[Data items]
************

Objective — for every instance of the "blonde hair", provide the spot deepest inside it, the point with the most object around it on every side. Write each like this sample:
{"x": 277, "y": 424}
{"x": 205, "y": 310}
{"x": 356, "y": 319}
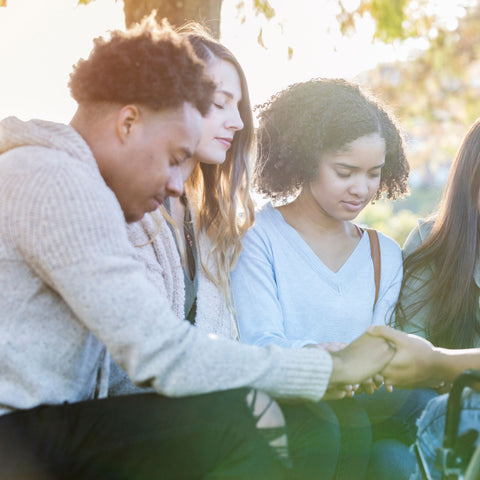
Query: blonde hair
{"x": 220, "y": 194}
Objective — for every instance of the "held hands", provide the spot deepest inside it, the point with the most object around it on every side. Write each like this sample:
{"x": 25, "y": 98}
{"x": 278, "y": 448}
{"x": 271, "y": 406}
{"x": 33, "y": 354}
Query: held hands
{"x": 368, "y": 386}
{"x": 414, "y": 362}
{"x": 358, "y": 362}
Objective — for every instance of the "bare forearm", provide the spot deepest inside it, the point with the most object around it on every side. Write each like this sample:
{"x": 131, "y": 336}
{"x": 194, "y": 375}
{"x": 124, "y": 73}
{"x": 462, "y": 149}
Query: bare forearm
{"x": 451, "y": 363}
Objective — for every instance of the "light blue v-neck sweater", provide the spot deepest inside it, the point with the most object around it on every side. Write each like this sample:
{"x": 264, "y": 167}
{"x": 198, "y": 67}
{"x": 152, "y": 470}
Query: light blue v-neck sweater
{"x": 285, "y": 295}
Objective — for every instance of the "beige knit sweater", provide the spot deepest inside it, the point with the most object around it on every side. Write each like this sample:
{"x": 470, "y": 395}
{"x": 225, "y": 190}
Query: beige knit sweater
{"x": 71, "y": 287}
{"x": 155, "y": 246}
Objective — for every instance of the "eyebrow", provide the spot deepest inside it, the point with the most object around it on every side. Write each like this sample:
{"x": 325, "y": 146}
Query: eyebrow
{"x": 187, "y": 152}
{"x": 351, "y": 167}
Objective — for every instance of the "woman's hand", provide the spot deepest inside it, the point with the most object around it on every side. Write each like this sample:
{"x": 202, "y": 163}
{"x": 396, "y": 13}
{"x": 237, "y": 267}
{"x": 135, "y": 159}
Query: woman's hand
{"x": 362, "y": 359}
{"x": 414, "y": 362}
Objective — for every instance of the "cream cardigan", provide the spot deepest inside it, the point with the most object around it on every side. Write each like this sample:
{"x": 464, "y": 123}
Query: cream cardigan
{"x": 156, "y": 247}
{"x": 72, "y": 291}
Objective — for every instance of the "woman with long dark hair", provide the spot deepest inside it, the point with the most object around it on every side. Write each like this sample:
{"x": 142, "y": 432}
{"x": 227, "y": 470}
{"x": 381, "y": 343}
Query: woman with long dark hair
{"x": 440, "y": 292}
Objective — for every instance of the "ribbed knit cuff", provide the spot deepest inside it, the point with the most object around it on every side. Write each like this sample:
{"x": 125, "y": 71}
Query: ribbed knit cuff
{"x": 300, "y": 373}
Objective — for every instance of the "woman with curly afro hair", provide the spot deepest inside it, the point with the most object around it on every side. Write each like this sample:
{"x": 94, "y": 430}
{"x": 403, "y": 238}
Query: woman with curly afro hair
{"x": 306, "y": 274}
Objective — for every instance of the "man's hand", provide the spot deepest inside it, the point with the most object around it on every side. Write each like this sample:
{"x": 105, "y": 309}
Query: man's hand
{"x": 413, "y": 365}
{"x": 360, "y": 360}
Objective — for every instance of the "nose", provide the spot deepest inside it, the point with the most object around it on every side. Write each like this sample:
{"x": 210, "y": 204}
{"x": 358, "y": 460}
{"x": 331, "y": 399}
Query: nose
{"x": 175, "y": 182}
{"x": 360, "y": 187}
{"x": 235, "y": 122}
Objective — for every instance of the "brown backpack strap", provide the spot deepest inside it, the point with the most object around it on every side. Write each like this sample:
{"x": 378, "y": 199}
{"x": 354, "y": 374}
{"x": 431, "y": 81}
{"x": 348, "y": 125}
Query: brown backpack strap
{"x": 377, "y": 263}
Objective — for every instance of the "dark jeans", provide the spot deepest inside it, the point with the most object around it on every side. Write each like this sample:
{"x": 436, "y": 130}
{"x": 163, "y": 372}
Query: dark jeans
{"x": 137, "y": 437}
{"x": 394, "y": 423}
{"x": 328, "y": 440}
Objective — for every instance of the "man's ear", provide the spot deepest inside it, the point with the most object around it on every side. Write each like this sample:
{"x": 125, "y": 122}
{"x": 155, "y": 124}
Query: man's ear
{"x": 128, "y": 119}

************

## TASK INSTRUCTIONS
In your copy of the listing above, reproduce each line exactly and omit all pictures.

## SOLUTION FOR THIS EXERCISE
Objective — for every instance of the "blonde hair", provide the spot deepest inside it, the point with the most object around it on every side. Write each like this sample:
{"x": 277, "y": 424}
{"x": 205, "y": 310}
{"x": 356, "y": 319}
Query: blonde hair
{"x": 220, "y": 194}
Objective — for every instance of the "held hands", provide the spot deepest inside it, the point with the most object around it on every side. Write each like this sample:
{"x": 25, "y": 98}
{"x": 278, "y": 448}
{"x": 271, "y": 406}
{"x": 33, "y": 354}
Query: held hands
{"x": 368, "y": 386}
{"x": 414, "y": 362}
{"x": 358, "y": 362}
Objective — for every instance of the "bare forearm", provide the spot deepest inside it, the point with the most object around it on every side. Write each like this sample:
{"x": 131, "y": 336}
{"x": 194, "y": 375}
{"x": 124, "y": 73}
{"x": 462, "y": 149}
Query: bare forearm
{"x": 451, "y": 363}
Objective — for every instance of the "light blue v-neck sweater", provide the spot deepest inside it, the point with the most object around it on every side. Write each like this sample:
{"x": 264, "y": 167}
{"x": 198, "y": 67}
{"x": 152, "y": 470}
Query: light blue v-neck sweater
{"x": 285, "y": 295}
Objective — for every instance of the "beige knit sweater", provide the spot deepest inside it, the point with the most object around it on every side. Write each like this sample:
{"x": 470, "y": 395}
{"x": 225, "y": 190}
Query: beige knit sweater
{"x": 71, "y": 287}
{"x": 155, "y": 246}
Objective — for every instance of the "eyebrow", provide the spot deepest inside it, the point with the most object around it on every side. Write each like this sample:
{"x": 325, "y": 146}
Query: eyebrow
{"x": 187, "y": 152}
{"x": 351, "y": 167}
Objective — for every instance of the "woman's hand", provide the spot deepest inside it, the point with the most object around it on every side. Write each like this sample:
{"x": 202, "y": 163}
{"x": 396, "y": 13}
{"x": 237, "y": 267}
{"x": 135, "y": 159}
Query: woman's hand
{"x": 362, "y": 359}
{"x": 414, "y": 362}
Objective — for every instance of the "cream cardigan", provide the spot deepest inside it, the point with the most object around it on every side. Write each like this sample:
{"x": 464, "y": 123}
Query: cream cardigan
{"x": 156, "y": 247}
{"x": 72, "y": 291}
Objective — for every instance of the "woman with long dark hair", provide the spot deepest inside it, the point with the most object around it on every side. Write each like this sample:
{"x": 142, "y": 432}
{"x": 227, "y": 470}
{"x": 381, "y": 343}
Query: woman with long dark hair
{"x": 440, "y": 292}
Objective — for every instance of the "ribbed knit cuff", provide the spot deepest inside it, the point with the most object around it on every side. Write each like this sample:
{"x": 125, "y": 71}
Query: ribbed knit cuff
{"x": 300, "y": 373}
Objective — for every instance of the "woman with curly afro hair", provide the spot deepest inside it, the point with the most object around it on every side. Write each like this sample:
{"x": 94, "y": 430}
{"x": 403, "y": 238}
Query: woman with curly afro hair
{"x": 306, "y": 274}
Objective — for every instance of the "man's hand", provide the spot deepest inside it, the point with the most object around it on every side. Write each like this sample:
{"x": 105, "y": 309}
Query: man's hand
{"x": 413, "y": 365}
{"x": 360, "y": 360}
Objective — for every instance of the "nose", provide the spot deepest inside it, the point with the most object around it on every side. Write each like this sample:
{"x": 210, "y": 204}
{"x": 358, "y": 460}
{"x": 331, "y": 399}
Query: nose
{"x": 175, "y": 182}
{"x": 360, "y": 187}
{"x": 235, "y": 122}
Objective — for every instance of the "brown backpack strap", provide the spot deepest inside it, the point with the most object around it on every side. Write each like this sample:
{"x": 378, "y": 199}
{"x": 354, "y": 374}
{"x": 431, "y": 81}
{"x": 348, "y": 125}
Query: brown backpack strap
{"x": 377, "y": 263}
Objective — for every instance of the "dark jeans", provide the spot deepest inside it, the point with the most object around it on every side. Write each like this sample:
{"x": 436, "y": 130}
{"x": 163, "y": 372}
Query: dark jeans
{"x": 137, "y": 437}
{"x": 394, "y": 423}
{"x": 328, "y": 440}
Objective — for every instance of the "man's ear", provide the spot deepest inside it, the point with the most object around it on every side. Write each like this sample:
{"x": 125, "y": 122}
{"x": 155, "y": 124}
Query: man's ear
{"x": 128, "y": 119}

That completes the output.